Collection entries
▽

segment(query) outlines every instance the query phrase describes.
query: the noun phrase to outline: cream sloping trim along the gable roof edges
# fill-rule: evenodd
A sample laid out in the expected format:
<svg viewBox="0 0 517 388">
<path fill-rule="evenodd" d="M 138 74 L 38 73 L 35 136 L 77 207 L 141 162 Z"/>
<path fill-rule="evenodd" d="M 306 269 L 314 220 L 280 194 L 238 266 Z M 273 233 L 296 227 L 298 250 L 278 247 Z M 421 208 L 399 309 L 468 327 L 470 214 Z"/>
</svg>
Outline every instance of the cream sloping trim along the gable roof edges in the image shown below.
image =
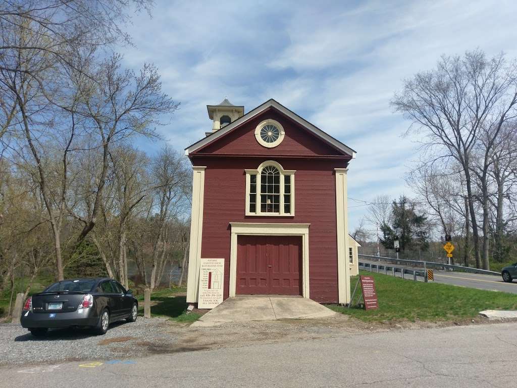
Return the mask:
<svg viewBox="0 0 517 388">
<path fill-rule="evenodd" d="M 237 120 L 235 120 L 233 123 L 230 123 L 226 125 L 225 127 L 219 129 L 218 131 L 211 133 L 211 135 L 201 139 L 200 141 L 192 144 L 190 147 L 185 149 L 185 155 L 189 155 L 191 152 L 194 152 L 195 150 L 198 150 L 199 148 L 203 147 L 204 145 L 210 143 L 212 140 L 215 140 L 221 136 L 223 136 L 225 133 L 231 131 L 236 126 L 244 123 L 245 121 L 250 120 L 254 116 L 262 113 L 264 110 L 266 110 L 269 107 L 273 107 L 278 109 L 280 112 L 285 114 L 288 117 L 291 117 L 294 121 L 296 121 L 298 124 L 302 125 L 303 127 L 306 127 L 311 132 L 313 132 L 318 137 L 324 139 L 328 143 L 332 144 L 334 147 L 338 148 L 338 150 L 343 151 L 344 153 L 348 155 L 352 155 L 352 158 L 355 158 L 356 152 L 352 150 L 352 148 L 346 146 L 345 144 L 341 143 L 339 140 L 334 139 L 324 131 L 322 131 L 320 128 L 312 125 L 304 118 L 298 116 L 297 114 L 291 112 L 287 108 L 285 108 L 283 105 L 278 103 L 277 101 L 270 99 L 266 102 L 264 102 L 262 105 L 256 107 L 252 111 L 249 111 L 244 116 L 239 117 Z"/>
</svg>

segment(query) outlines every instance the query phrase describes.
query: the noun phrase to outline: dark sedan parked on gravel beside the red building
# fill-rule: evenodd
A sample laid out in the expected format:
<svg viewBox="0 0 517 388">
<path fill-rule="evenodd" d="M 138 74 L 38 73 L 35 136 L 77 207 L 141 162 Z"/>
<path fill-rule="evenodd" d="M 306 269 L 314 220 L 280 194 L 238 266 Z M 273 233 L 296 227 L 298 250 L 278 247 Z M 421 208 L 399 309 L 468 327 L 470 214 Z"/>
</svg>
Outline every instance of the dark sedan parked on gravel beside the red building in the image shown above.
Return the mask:
<svg viewBox="0 0 517 388">
<path fill-rule="evenodd" d="M 105 334 L 112 322 L 136 321 L 138 301 L 131 290 L 108 278 L 62 280 L 29 296 L 21 323 L 34 336 L 49 328 L 92 327 Z"/>
</svg>

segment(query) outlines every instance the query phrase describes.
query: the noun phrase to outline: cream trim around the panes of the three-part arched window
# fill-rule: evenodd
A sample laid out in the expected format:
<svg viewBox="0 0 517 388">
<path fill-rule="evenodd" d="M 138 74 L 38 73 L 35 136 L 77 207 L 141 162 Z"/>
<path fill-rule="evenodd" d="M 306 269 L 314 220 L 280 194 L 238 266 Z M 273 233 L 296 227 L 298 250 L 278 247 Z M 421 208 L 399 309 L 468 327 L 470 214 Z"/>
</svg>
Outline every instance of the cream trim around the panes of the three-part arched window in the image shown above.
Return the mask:
<svg viewBox="0 0 517 388">
<path fill-rule="evenodd" d="M 280 213 L 263 213 L 261 212 L 260 203 L 260 189 L 261 189 L 261 172 L 266 166 L 274 166 L 280 172 Z M 247 216 L 260 216 L 260 217 L 294 217 L 294 205 L 295 205 L 295 185 L 294 185 L 294 174 L 296 170 L 284 170 L 280 163 L 274 160 L 266 160 L 261 163 L 256 170 L 244 170 L 246 171 L 246 211 Z M 250 212 L 250 175 L 256 175 L 256 193 L 255 193 L 255 213 Z M 291 176 L 291 213 L 284 212 L 284 176 Z"/>
</svg>

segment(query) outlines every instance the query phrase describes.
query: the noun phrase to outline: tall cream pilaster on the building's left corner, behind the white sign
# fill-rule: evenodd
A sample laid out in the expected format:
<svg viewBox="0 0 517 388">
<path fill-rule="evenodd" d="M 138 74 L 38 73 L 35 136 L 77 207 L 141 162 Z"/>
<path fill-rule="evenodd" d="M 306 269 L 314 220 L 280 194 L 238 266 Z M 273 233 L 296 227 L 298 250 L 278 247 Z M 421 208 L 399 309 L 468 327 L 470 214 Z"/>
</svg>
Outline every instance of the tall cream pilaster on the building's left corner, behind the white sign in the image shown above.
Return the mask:
<svg viewBox="0 0 517 388">
<path fill-rule="evenodd" d="M 192 167 L 192 211 L 190 218 L 189 271 L 187 277 L 187 303 L 197 303 L 201 239 L 203 236 L 203 202 L 205 195 L 204 166 Z"/>
</svg>

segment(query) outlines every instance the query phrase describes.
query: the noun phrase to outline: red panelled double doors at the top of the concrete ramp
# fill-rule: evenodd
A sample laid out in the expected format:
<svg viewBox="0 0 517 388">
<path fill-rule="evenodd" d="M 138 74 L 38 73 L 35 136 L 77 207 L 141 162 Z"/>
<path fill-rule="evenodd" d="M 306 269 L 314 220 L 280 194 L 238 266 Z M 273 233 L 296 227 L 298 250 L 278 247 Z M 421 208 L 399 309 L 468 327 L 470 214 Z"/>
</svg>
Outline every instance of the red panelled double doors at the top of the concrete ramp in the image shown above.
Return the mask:
<svg viewBox="0 0 517 388">
<path fill-rule="evenodd" d="M 301 236 L 238 236 L 235 292 L 301 295 Z"/>
</svg>

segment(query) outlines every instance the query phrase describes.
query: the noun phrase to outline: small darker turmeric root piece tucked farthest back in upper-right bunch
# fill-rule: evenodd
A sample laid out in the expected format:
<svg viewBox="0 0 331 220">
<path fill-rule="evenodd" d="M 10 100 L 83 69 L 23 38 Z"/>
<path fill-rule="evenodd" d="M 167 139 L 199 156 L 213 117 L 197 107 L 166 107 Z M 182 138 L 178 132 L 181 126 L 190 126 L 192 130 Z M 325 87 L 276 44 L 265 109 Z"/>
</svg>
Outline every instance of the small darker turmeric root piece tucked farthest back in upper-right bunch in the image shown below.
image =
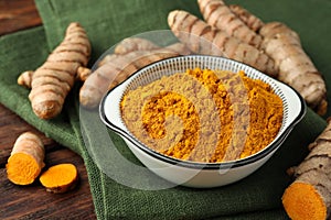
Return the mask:
<svg viewBox="0 0 331 220">
<path fill-rule="evenodd" d="M 228 8 L 231 11 L 236 14 L 252 31 L 258 33 L 260 28 L 265 25 L 265 23 L 253 13 L 244 9 L 238 4 L 229 4 Z"/>
</svg>

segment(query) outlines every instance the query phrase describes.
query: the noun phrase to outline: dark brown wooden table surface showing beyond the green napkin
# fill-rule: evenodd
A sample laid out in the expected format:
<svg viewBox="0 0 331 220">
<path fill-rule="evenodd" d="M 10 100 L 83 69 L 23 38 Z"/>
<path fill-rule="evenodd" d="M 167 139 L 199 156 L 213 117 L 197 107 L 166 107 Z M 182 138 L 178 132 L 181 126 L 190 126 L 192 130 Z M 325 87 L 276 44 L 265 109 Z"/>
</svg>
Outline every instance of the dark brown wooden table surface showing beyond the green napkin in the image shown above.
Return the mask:
<svg viewBox="0 0 331 220">
<path fill-rule="evenodd" d="M 0 0 L 0 37 L 41 25 L 33 0 Z M 6 163 L 15 139 L 24 131 L 38 133 L 46 150 L 47 165 L 73 163 L 78 186 L 66 194 L 47 193 L 40 183 L 17 186 L 8 180 Z M 0 219 L 96 219 L 83 160 L 28 124 L 0 103 Z"/>
</svg>

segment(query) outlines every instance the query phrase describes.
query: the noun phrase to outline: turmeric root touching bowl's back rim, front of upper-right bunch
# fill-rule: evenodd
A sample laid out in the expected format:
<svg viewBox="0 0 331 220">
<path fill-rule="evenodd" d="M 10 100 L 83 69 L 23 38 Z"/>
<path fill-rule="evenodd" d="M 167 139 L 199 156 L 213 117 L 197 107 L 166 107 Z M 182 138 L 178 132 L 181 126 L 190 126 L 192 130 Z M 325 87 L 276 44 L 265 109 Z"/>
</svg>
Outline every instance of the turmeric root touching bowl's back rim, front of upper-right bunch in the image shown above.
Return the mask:
<svg viewBox="0 0 331 220">
<path fill-rule="evenodd" d="M 191 51 L 199 54 L 223 55 L 246 63 L 273 77 L 277 76 L 275 63 L 256 47 L 229 36 L 224 31 L 214 30 L 199 18 L 185 11 L 174 10 L 168 15 L 168 24 L 174 35 Z M 213 46 L 217 47 L 213 51 Z M 217 54 L 221 51 L 221 54 Z M 215 53 L 216 52 L 216 53 Z"/>
</svg>

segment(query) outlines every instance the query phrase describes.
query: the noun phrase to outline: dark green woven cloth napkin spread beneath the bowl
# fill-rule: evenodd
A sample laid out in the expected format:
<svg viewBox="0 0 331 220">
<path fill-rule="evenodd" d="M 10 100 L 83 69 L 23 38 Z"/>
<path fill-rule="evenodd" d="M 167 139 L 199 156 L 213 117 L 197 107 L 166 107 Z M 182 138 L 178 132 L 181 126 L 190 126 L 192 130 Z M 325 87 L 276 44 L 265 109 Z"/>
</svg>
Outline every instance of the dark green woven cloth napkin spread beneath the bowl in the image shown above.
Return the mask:
<svg viewBox="0 0 331 220">
<path fill-rule="evenodd" d="M 109 136 L 120 155 L 139 162 L 124 141 L 103 127 L 97 111 L 79 108 L 78 85 L 70 94 L 61 116 L 38 119 L 28 100 L 29 91 L 17 85 L 17 77 L 34 69 L 63 38 L 71 21 L 87 30 L 93 45 L 89 66 L 120 40 L 147 31 L 166 30 L 167 15 L 173 9 L 188 10 L 199 16 L 195 1 L 169 0 L 36 0 L 43 26 L 0 37 L 0 101 L 47 136 L 78 153 L 86 165 L 98 219 L 287 219 L 281 206 L 284 189 L 292 179 L 286 169 L 297 165 L 308 153 L 307 145 L 324 129 L 323 118 L 308 110 L 280 150 L 260 169 L 245 179 L 220 188 L 192 189 L 172 187 L 161 190 L 139 189 L 168 186 L 146 169 L 121 172 L 114 155 L 100 154 Z M 327 0 L 243 1 L 241 3 L 264 21 L 284 21 L 301 36 L 302 45 L 331 85 L 331 45 L 328 43 L 331 2 Z M 330 97 L 330 92 L 328 94 Z M 331 106 L 331 105 L 330 105 Z M 331 111 L 329 108 L 328 116 Z M 96 132 L 95 129 L 99 129 Z M 109 135 L 102 135 L 108 132 Z M 96 161 L 95 158 L 102 158 Z M 108 161 L 107 161 L 108 160 Z M 103 162 L 103 163 L 100 163 Z M 141 166 L 140 166 L 141 167 Z M 114 173 L 108 173 L 114 170 Z M 129 177 L 128 177 L 129 176 Z M 120 179 L 131 179 L 121 184 Z M 118 180 L 119 179 L 119 180 Z M 129 185 L 129 186 L 128 186 Z M 136 187 L 135 187 L 136 186 Z"/>
</svg>

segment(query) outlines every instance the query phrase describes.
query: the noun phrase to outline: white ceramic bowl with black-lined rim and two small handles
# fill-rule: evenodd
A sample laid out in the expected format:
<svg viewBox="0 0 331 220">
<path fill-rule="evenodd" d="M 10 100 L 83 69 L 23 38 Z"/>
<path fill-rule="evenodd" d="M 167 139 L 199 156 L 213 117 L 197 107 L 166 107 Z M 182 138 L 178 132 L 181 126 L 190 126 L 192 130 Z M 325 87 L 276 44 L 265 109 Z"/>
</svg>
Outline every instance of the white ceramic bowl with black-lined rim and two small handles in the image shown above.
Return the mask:
<svg viewBox="0 0 331 220">
<path fill-rule="evenodd" d="M 137 140 L 121 118 L 120 101 L 124 95 L 128 90 L 147 85 L 162 76 L 184 73 L 188 68 L 195 67 L 233 73 L 244 70 L 248 77 L 269 84 L 284 105 L 282 124 L 275 140 L 254 155 L 223 163 L 177 160 L 160 154 Z M 125 140 L 132 153 L 150 170 L 178 185 L 206 188 L 237 182 L 265 164 L 279 148 L 292 128 L 303 118 L 306 105 L 301 96 L 292 88 L 243 63 L 216 56 L 188 55 L 163 59 L 138 70 L 103 98 L 99 113 L 103 122 Z"/>
</svg>

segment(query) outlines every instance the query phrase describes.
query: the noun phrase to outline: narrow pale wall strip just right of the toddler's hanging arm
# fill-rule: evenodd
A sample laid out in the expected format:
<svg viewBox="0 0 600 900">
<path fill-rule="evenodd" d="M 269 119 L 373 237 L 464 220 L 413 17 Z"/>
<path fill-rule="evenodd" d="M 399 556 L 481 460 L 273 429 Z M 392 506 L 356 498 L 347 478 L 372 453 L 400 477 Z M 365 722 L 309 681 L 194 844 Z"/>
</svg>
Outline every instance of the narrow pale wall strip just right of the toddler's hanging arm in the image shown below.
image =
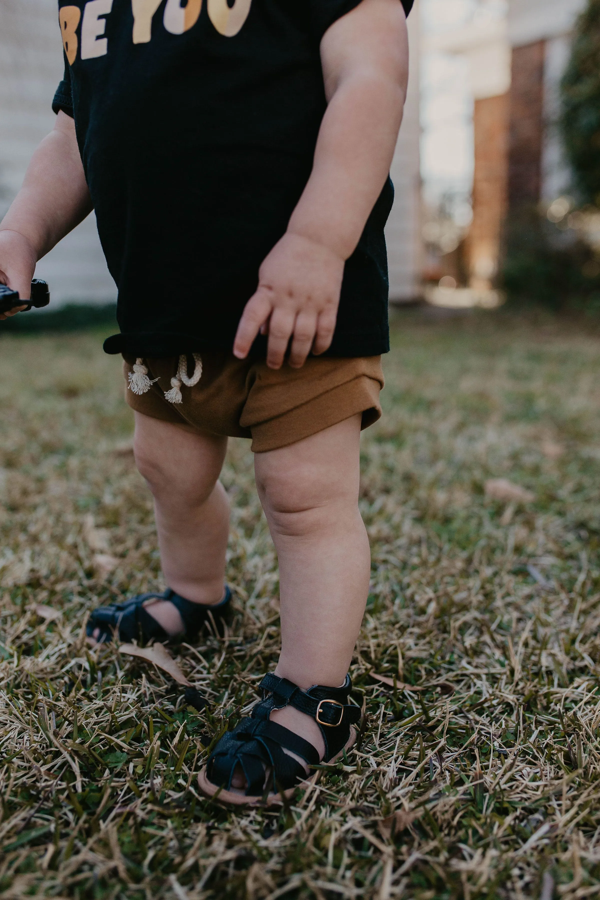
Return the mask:
<svg viewBox="0 0 600 900">
<path fill-rule="evenodd" d="M 386 228 L 390 266 L 390 300 L 406 302 L 423 293 L 419 116 L 419 3 L 408 16 L 410 76 L 407 103 L 391 165 L 396 199 Z"/>
</svg>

△

**WORK INSTRUCTIONS**
Set down again, word for word, the stretch of records from the line with "Outline every instance of the dark green" to the line with "Outline every instance of the white", both of those lines included.

**OUTPUT OF THE TASK**
Outline every instance of the dark green woven cloth napkin spread beneath the bowl in the image shown above.
Return the mask:
<svg viewBox="0 0 331 220">
<path fill-rule="evenodd" d="M 109 136 L 120 155 L 139 162 L 124 141 L 103 127 L 97 111 L 79 108 L 78 85 L 70 94 L 61 116 L 38 119 L 28 100 L 29 91 L 17 85 L 17 77 L 34 69 L 63 38 L 71 21 L 87 30 L 93 45 L 89 66 L 120 40 L 147 31 L 166 30 L 167 15 L 173 9 L 188 10 L 199 16 L 195 1 L 169 0 L 36 0 L 43 26 L 0 37 L 0 101 L 47 136 L 78 153 L 86 165 L 98 219 L 287 219 L 281 206 L 284 189 L 292 179 L 286 169 L 297 165 L 308 153 L 307 145 L 324 129 L 323 118 L 308 110 L 280 150 L 260 169 L 245 179 L 220 188 L 192 189 L 172 187 L 161 190 L 139 189 L 168 186 L 146 169 L 121 172 L 114 155 L 100 154 Z M 327 0 L 243 1 L 241 3 L 264 21 L 284 21 L 301 36 L 302 45 L 331 85 L 331 45 L 328 43 L 331 2 Z M 330 97 L 330 92 L 328 94 Z M 331 106 L 331 105 L 330 105 Z M 331 111 L 329 108 L 328 116 Z M 96 132 L 95 129 L 99 129 Z M 109 135 L 102 135 L 108 132 Z M 96 161 L 95 158 L 102 158 Z M 108 161 L 107 161 L 108 160 Z M 103 162 L 103 163 L 100 163 Z M 141 166 L 140 166 L 141 167 Z M 114 173 L 108 173 L 114 170 Z M 129 177 L 128 177 L 129 176 Z M 120 179 L 131 179 L 121 184 Z M 118 180 L 119 179 L 119 180 Z M 129 185 L 129 186 L 128 186 Z M 136 187 L 135 187 L 136 186 Z"/>
</svg>

segment(query) outlines every instance the query phrase describes.
query: the noun phrase to outline: white ceramic bowl with black-lined rim and two small handles
# fill-rule: evenodd
A sample laid out in the expected format:
<svg viewBox="0 0 331 220">
<path fill-rule="evenodd" d="M 10 100 L 83 69 L 23 38 Z"/>
<path fill-rule="evenodd" d="M 167 139 L 199 156 L 213 117 L 197 107 L 166 107 Z M 182 138 L 178 132 L 181 126 L 190 126 L 192 130 Z M 325 87 L 276 44 L 265 109 Z"/>
</svg>
Outline every instance of the white ceramic bowl with black-lined rim and two small handles in the image shown above.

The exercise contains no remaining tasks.